I took a new job coming up on five years ago. It was, on paper, a logical and smart next step. I had been floating on my previous job for over a decade and hit what I thought was the ceiling of useful opportunity and advancement. I had also reached the point of being able to do the job on autopilot. Don’t get me wrong, I worked hard…usually. I did take pride in reputation as a problem solver, an approachable and thoughtful listener, a fella with a solid (borderline workplace in appropriate) sense of humor. I remember making a Roman Polanski joke at a departmental event once. It was completely inappropriate but darn funny all at the same time. People laughed. I soaked it in. Making people laugh is one of the greatest highs in life for me.

Anyway, the new job. To paraphrase Mr. Daltrey, same as the old job. That’s not quite true. It was a more hostile place. It was bereft of the genuine warmth that was part of what kept me at my decade plus job. The warmth was missing, the people were fine — and I mean that in the very George Carlin sense of the word — fine. I got paid more money to do less. I was able to get some stuff done. A project here, a project there. Hired a couple of good people. On paper I also quickly began to realize that the business model in the non-profit I was quickly cementing myself into was horrendous. Too many barriers to effect real change, institutional barriers, barriers that would require a paradigm shift to see a measurable shift in outcomes. But I stayed. I went through three bosses in four years. Instead of ignoring the sign posts I was ignoring being beaten over my head by the signposts. But I stayed. I didn’t know what I wanted to do next. I was biding my time for a train that never showed up. I’m married with two children and I still have no idea what I want to be when I grow up.

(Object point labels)
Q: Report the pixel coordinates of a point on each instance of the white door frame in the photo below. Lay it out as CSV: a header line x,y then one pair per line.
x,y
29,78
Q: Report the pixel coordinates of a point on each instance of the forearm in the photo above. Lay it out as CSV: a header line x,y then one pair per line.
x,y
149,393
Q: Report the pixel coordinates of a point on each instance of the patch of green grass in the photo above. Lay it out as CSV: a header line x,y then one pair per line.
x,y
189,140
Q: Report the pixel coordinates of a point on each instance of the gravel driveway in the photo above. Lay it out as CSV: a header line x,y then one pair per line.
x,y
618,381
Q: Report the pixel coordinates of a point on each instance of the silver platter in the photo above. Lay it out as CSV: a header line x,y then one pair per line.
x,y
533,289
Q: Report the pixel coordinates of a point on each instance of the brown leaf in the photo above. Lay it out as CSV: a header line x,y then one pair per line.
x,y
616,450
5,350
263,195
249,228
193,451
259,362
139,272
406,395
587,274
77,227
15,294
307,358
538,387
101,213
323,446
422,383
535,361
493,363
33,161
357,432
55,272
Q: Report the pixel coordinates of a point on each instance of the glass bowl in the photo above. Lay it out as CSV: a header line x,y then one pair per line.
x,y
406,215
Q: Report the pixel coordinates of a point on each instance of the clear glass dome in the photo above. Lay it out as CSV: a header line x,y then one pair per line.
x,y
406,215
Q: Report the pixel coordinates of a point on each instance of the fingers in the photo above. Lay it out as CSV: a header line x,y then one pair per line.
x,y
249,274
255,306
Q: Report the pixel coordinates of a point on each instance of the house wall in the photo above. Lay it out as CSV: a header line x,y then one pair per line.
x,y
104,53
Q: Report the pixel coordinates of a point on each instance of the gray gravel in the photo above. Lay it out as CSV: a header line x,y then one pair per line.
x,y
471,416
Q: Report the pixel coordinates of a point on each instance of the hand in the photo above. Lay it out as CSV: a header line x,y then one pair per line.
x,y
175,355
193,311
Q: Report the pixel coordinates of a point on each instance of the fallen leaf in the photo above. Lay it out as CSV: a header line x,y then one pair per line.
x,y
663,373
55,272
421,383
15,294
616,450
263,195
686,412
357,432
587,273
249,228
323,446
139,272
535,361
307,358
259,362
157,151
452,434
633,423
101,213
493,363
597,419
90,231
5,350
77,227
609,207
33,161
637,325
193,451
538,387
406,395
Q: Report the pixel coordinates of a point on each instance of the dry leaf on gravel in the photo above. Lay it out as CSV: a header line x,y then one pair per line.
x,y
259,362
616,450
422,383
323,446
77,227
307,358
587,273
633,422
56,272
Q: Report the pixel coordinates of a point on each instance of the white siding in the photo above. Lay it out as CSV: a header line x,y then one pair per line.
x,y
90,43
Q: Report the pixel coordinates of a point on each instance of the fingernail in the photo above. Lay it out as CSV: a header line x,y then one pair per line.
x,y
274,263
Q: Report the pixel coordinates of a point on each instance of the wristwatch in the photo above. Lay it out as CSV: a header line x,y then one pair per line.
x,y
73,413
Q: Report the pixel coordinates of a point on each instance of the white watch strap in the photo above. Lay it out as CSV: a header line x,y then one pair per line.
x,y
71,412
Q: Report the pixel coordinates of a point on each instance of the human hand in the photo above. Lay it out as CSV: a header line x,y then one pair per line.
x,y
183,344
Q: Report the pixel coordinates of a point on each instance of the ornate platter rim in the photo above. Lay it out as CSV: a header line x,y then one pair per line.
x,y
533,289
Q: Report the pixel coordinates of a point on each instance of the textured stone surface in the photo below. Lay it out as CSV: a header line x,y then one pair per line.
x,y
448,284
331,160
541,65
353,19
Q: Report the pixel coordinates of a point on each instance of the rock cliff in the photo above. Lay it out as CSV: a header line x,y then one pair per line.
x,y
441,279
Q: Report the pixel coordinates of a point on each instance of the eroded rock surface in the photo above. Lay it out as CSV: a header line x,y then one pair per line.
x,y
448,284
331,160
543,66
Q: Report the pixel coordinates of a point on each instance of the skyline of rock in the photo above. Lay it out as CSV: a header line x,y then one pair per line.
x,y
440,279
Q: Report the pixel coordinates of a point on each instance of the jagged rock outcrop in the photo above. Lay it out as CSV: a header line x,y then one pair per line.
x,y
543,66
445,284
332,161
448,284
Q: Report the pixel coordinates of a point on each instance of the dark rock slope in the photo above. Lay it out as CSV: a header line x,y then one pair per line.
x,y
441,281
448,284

- Problems to solve
- A) Using the essay about changing jobs, decide whether each statement agrees with it, and support each yes or no with a direct quotation: (i) the writer spent more than ten years at the previous job; (ii) the new job paid less than the old one; (iii) the writer had three bosses in four years.
- B) Transcribe the part of the essay about changing jobs that begins with the words containing "I took a new" and ends with "life for me.".
The items have no connection to the essay.

- Responses for each task
- A)
(i) Yes: "I had been floating on my previous job for over a decade"
(ii) No: "I got paid more money to do less."
(iii) Yes: "I went through three bosses in four years."

- B)
I took a new job coming up on five years ago. It was, on paper, a logical and smart next step. I had been floating on my previous job for over a decade and hit what I thought was the ceiling of useful opportunity and advancement. I had also reached the point of being able to do the job on autopilot. Don’t get me wrong, I worked hard…usually. I did take pride in reputation as a problem solver, an approachable and thoughtful listener, a fella with a solid (borderline workplace in appropriate) sense of humor. I remember making a Roman Polanski joke at a departmental event once. It was completely inappropriate but darn funny all at the same time. People laughed. I soaked it in. Making people laugh is one of the greatest highs in life for me.